━━━━━ MATERIAL PROVIDED

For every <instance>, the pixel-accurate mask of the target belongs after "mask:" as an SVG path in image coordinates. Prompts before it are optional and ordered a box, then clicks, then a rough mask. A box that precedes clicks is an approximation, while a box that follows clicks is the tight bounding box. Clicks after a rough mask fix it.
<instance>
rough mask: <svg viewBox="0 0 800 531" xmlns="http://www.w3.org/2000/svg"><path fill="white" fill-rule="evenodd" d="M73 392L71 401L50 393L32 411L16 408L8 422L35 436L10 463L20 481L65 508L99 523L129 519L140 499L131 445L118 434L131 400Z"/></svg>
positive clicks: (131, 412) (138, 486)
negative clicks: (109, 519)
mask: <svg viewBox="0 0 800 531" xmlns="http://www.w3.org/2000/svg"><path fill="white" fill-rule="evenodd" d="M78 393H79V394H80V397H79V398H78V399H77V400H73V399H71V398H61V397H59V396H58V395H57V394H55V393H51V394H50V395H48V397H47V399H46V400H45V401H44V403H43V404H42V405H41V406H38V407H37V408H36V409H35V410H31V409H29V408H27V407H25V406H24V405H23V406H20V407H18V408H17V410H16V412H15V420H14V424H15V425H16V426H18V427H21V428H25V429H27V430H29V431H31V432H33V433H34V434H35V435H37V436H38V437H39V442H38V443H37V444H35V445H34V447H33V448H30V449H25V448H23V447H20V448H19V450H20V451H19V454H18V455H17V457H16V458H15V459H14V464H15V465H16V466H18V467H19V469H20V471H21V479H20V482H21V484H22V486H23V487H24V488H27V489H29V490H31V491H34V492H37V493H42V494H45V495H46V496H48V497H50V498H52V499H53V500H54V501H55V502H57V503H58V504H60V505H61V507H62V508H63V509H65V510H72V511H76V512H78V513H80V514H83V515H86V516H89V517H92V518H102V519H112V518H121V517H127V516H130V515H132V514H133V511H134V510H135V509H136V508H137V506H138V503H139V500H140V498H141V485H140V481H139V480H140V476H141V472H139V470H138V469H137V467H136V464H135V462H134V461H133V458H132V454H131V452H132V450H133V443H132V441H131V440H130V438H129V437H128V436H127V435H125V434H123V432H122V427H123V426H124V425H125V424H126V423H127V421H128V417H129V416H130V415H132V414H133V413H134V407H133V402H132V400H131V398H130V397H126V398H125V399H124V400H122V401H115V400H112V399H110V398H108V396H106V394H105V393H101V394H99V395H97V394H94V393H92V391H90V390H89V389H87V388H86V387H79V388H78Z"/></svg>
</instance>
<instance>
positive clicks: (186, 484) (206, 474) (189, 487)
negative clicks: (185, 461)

━━━━━━━━━━

### TASK DIRECTIONS
Starting at the line that contains "positive clicks: (186, 484)", output every remaining line of the data exactly, and stop after the last one.

### EXERCISE RESULT
positive clicks: (186, 484) (206, 474) (189, 487)
negative clicks: (185, 461)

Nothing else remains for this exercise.